What to do:
Could you print every one of the records below word for word, with nothing changed or left out?

** Start of Entries **

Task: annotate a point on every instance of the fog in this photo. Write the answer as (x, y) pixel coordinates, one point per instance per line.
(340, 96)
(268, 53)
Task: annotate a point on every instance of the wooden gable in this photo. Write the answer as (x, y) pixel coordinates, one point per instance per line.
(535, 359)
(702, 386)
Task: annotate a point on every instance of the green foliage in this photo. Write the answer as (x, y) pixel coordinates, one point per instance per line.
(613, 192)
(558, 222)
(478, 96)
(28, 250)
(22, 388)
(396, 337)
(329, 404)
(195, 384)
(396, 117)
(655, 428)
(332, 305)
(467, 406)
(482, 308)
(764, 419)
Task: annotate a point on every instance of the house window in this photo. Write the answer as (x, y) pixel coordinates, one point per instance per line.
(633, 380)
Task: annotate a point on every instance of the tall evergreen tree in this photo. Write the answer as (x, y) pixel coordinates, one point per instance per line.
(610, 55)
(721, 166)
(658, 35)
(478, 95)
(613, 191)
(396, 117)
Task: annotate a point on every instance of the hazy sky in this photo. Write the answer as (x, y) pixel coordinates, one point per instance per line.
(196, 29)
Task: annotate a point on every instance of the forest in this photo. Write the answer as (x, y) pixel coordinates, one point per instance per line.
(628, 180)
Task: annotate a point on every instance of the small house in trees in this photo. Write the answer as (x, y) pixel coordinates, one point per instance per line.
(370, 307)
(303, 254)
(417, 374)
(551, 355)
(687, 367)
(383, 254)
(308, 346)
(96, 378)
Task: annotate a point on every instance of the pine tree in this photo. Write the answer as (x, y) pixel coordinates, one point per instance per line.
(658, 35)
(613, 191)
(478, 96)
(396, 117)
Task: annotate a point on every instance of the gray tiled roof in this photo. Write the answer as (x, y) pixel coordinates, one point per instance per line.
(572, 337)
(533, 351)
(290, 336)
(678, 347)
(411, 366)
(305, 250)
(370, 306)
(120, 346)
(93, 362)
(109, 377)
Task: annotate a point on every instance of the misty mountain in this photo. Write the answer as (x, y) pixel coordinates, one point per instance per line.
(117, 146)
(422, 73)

** End of Entries **

Solution for this problem:
Task: annotate a point on every instance of the fog in this photo. Write the answer as (x, y) pixel coordinates, one point per instance per line.
(340, 96)
(268, 53)
Task: annotate a point on every instance of the wooden gable in this photo. Write the answer as (x, y) pixel coordinates, one point per instance per line.
(535, 359)
(702, 386)
Task: annotate a point on every instance of the green foliage in this photo. Write the answer as (x, y) pixel coordinates, one point per instance per line.
(613, 192)
(558, 222)
(478, 96)
(28, 250)
(22, 388)
(396, 337)
(329, 404)
(195, 384)
(396, 117)
(655, 428)
(332, 305)
(467, 406)
(482, 308)
(764, 419)
Task: annotate a point on every instance of the house window in this photo. Write the answer as (x, y) pixel coordinates, one point per instance per line.
(633, 380)
Task: annotate a point on every instance of the tall evergreen tree in this photo. Write the answer as (x, y) pixel coordinates, one point per instance per line.
(610, 55)
(721, 166)
(658, 35)
(478, 95)
(613, 191)
(396, 117)
Task: annotate a point on every instance of the hazy sky in this photo. Write the answer as (x, y) pixel coordinates, one point per instance per line.
(196, 29)
Task: annotate a point on every instance of the forest in this photo. Write the answer as (x, y) pixel coordinates, one point per instance per line.
(628, 180)
Task: annotate a point on every instance of the small house in trees in this photo. Write the answer as (x, y) pixel coordinates, one point per instance per line.
(370, 307)
(303, 254)
(417, 374)
(551, 355)
(687, 367)
(383, 254)
(308, 346)
(96, 378)
Task: annotate a point on every instance of the pine tree in this photo. Write the answer as (x, y) pixel coordinates, one point per instance per line.
(658, 35)
(613, 191)
(478, 96)
(396, 117)
Task: annotate a point on every instance of the gray tiled roof in this photo. Write the answer as (x, y) pixel coordinates, one point per instance per line.
(572, 337)
(533, 351)
(290, 336)
(678, 347)
(411, 366)
(305, 250)
(370, 306)
(120, 346)
(93, 362)
(109, 377)
Task: annotate a point on every instance of the misty mountain in this photo. Write the answer as (x, y) pixel coordinates, one point per instance per line.
(117, 146)
(422, 73)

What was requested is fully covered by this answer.